# Record extracts
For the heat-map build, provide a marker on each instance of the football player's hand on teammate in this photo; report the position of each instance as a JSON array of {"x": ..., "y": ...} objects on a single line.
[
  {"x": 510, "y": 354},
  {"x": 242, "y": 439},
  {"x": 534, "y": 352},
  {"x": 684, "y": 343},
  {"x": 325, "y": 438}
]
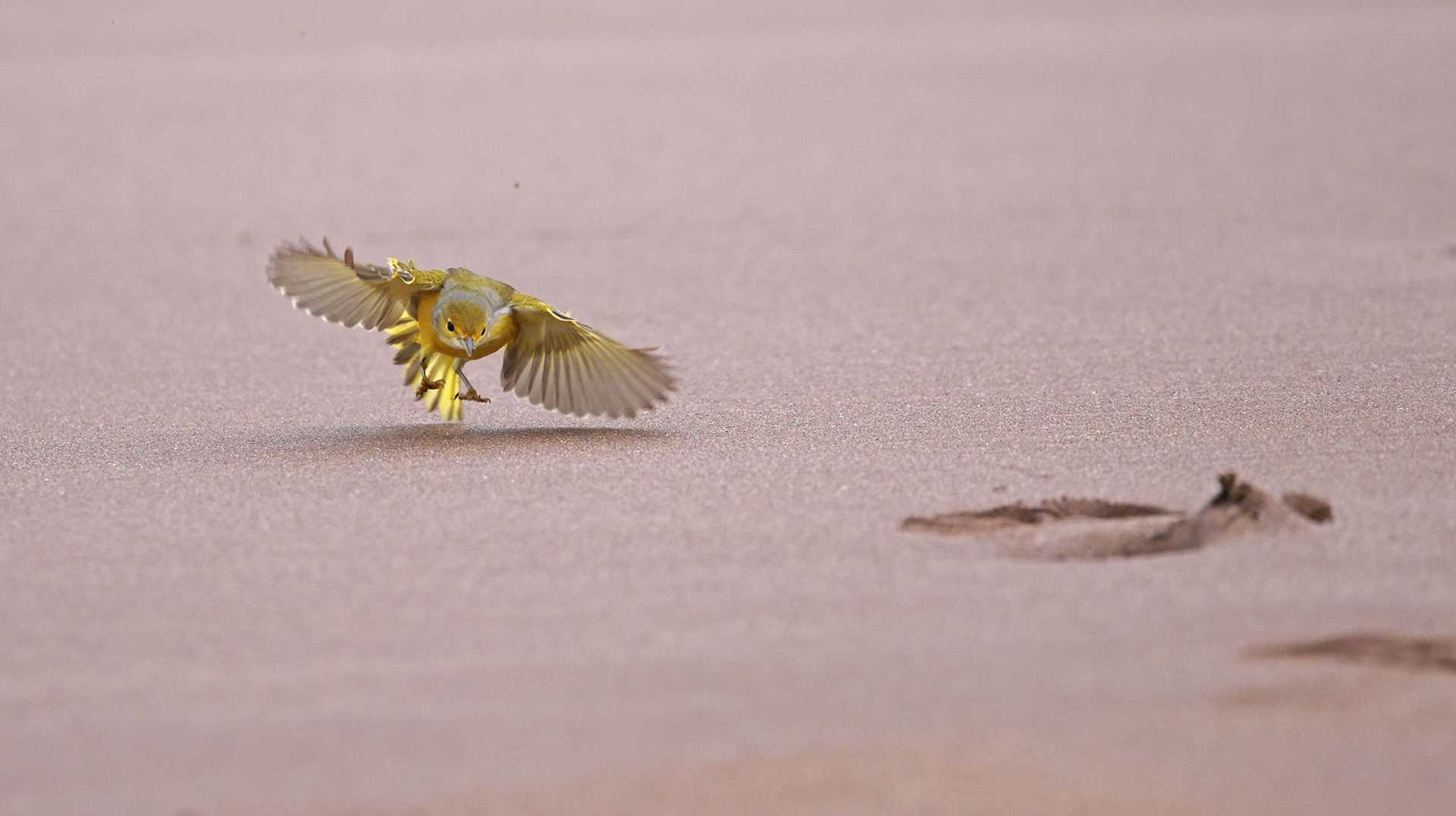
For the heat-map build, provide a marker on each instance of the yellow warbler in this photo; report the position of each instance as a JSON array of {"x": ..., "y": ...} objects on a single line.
[{"x": 440, "y": 319}]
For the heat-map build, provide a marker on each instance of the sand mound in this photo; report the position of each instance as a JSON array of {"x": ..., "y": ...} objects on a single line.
[
  {"x": 1391, "y": 650},
  {"x": 1094, "y": 528}
]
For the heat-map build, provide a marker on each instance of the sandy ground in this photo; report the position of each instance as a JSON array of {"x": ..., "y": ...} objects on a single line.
[{"x": 908, "y": 259}]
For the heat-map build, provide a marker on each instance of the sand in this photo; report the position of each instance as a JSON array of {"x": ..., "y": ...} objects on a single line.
[{"x": 908, "y": 259}]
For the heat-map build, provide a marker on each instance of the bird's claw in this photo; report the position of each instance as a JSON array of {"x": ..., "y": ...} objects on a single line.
[{"x": 425, "y": 384}]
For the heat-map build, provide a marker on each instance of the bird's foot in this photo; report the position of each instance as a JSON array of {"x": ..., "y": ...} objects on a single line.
[{"x": 425, "y": 385}]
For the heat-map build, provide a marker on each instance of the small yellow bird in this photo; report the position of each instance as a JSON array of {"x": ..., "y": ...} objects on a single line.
[{"x": 440, "y": 319}]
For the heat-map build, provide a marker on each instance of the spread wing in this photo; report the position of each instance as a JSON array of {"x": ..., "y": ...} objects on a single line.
[
  {"x": 340, "y": 290},
  {"x": 566, "y": 366}
]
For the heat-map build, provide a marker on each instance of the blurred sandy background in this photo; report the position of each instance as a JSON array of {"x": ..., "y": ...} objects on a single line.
[{"x": 909, "y": 259}]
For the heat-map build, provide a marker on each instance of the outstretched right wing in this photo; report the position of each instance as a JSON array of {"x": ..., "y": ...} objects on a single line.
[
  {"x": 566, "y": 366},
  {"x": 340, "y": 290}
]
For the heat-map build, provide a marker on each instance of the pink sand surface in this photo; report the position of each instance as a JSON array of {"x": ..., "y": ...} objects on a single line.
[{"x": 908, "y": 259}]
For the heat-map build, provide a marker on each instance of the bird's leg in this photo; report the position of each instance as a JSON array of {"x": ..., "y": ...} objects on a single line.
[
  {"x": 466, "y": 389},
  {"x": 425, "y": 384}
]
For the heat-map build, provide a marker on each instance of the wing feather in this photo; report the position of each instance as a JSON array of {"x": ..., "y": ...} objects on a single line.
[
  {"x": 338, "y": 289},
  {"x": 566, "y": 366}
]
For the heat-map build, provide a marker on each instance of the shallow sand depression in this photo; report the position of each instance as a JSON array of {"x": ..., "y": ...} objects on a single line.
[{"x": 905, "y": 259}]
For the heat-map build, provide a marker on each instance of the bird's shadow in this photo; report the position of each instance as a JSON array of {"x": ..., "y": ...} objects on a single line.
[{"x": 411, "y": 442}]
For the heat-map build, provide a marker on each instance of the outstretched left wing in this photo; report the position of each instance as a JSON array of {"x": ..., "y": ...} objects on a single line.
[
  {"x": 566, "y": 366},
  {"x": 340, "y": 290}
]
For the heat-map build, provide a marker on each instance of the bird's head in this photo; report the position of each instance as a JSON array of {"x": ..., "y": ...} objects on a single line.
[{"x": 462, "y": 324}]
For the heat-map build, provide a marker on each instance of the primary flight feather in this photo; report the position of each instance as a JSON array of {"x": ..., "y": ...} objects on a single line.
[{"x": 440, "y": 319}]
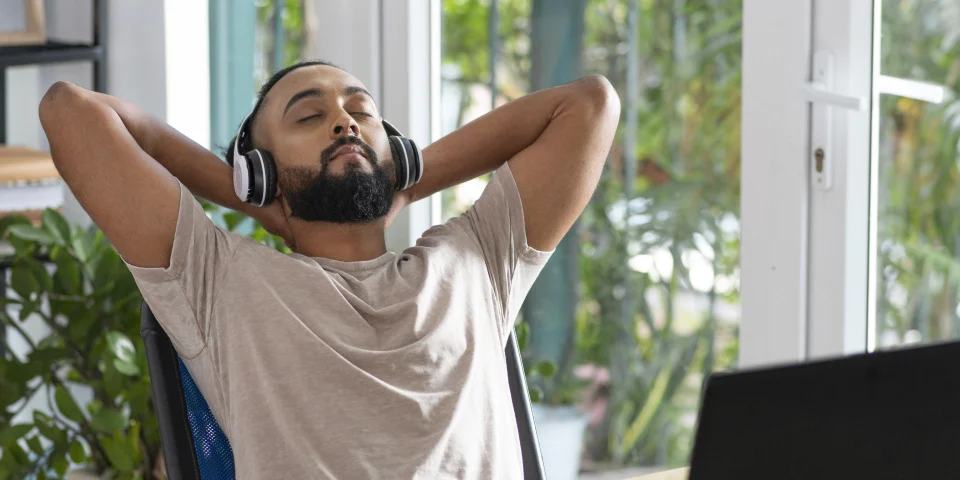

# Task statement
Please copy the records above exactly as they appear, every line of them, but leave the pictures out.

# Response to the exercise
For the heat-map build, provide a marker on each instance of the football player's hand on teammate in this photo; report the position of each instance as a JSON array of {"x": ..., "y": ...} objects on a single line.
[
  {"x": 510, "y": 354},
  {"x": 242, "y": 439},
  {"x": 534, "y": 352},
  {"x": 684, "y": 343},
  {"x": 325, "y": 438}
]
For the heat-map build, provide a marker on each instance of the yellow warbler in this photo; report the position of each instance as a JSON array of {"x": ..., "y": ...} objects on a single line.
[{"x": 440, "y": 319}]
For the heat-map build, provide a marker on each instance of the sand mound in this photo; report the position of each instance as a JSON array of {"x": ..., "y": ...} objects on a single line.
[
  {"x": 1391, "y": 650},
  {"x": 1094, "y": 528}
]
For the heat-map build, provide a marker on each instance of the sandy ground in this photo; report the position of each instance as a JSON array of {"x": ..., "y": ...} objects on a single line.
[{"x": 908, "y": 259}]
For the heat-map build, provide a marker on each instance of the sand in this photo; report the position of each instance as a JSON array of {"x": ..., "y": ...} objects on a single line.
[{"x": 908, "y": 259}]
For the heat-map build, provide a marker on each instance of the bird's claw in this photo; report the position of each instance as a JSON array of {"x": ..., "y": ...} objects on a single line.
[{"x": 425, "y": 384}]
For the heat-map build, provide a marker on each instance of the bird's foot in this photo; report the position of each instance as a JSON array of {"x": ..., "y": ...} objects on a single line.
[{"x": 425, "y": 385}]
For the heat-map build, provide a marker on each instance of the small yellow bird in this photo; report the position of each instance as a JSON array of {"x": ..., "y": ...} objects on a single line.
[{"x": 440, "y": 319}]
For the heat-map build, provide a marker on each instance of the spread wing in this photo; report the position of each instance as a JSON array of {"x": ..., "y": ...} objects on a single line.
[
  {"x": 340, "y": 290},
  {"x": 566, "y": 366}
]
For the heat-map build, provide a marker on each instance of the blurred sandy background in this photo; report the position of each instance as a JSON array of {"x": ..., "y": ...} objects on a single line.
[{"x": 909, "y": 259}]
For the heat-map build, provide a marker on each instance of the outstretched right wing in this photo; report the position of each instance as a JSON array of {"x": ..., "y": ...} objects on a single line.
[
  {"x": 566, "y": 366},
  {"x": 340, "y": 290}
]
For the heat-map build, provide a marker on each instance of the pink sand surface in this photo; report the position of each instance as a JSON array of {"x": ..., "y": ...} objects on a single line.
[{"x": 908, "y": 259}]
For the heat-map build, provide a marker on each instance of the bird's leg in this photo; report the position of each instance as a JSON array of {"x": ..., "y": ...} objects on a single line.
[
  {"x": 466, "y": 389},
  {"x": 425, "y": 384}
]
For the heat-map build, provide a marker on each instance of the wing feather in this photo; report the position of each instance as a JSON array of {"x": ..., "y": ...} objects on a single line.
[
  {"x": 338, "y": 289},
  {"x": 566, "y": 366}
]
For the heat-map build, provide a marker on each instance of the shallow sand depression in this photo; report the position of each instance as a JSON array of {"x": ..., "y": ...} objects on a single line.
[{"x": 905, "y": 259}]
For the heat-map build, provide a marker on each instance of the bird's shadow in this photo; report the position of each instance as a JSON array of {"x": ..., "y": ...} objects on a single line.
[{"x": 411, "y": 442}]
For the heat-map build, provide a marker on each instance of the outstretched left wing in this photo; report the position of each instance as a JSON array of {"x": ..., "y": ...} objects on a single line.
[
  {"x": 566, "y": 366},
  {"x": 340, "y": 290}
]
For the heat-map build, provide a marker on each instance of the bird's head in this photo; report the position of each instance as a JSON array of {"x": ..., "y": ...} objects on a single line.
[{"x": 462, "y": 324}]
For the heat-map build, provide a marker on each instance of the primary flight feather in this photo; report the position of each instance as a JSON array of {"x": ..., "y": ...} objects on a single line.
[{"x": 440, "y": 319}]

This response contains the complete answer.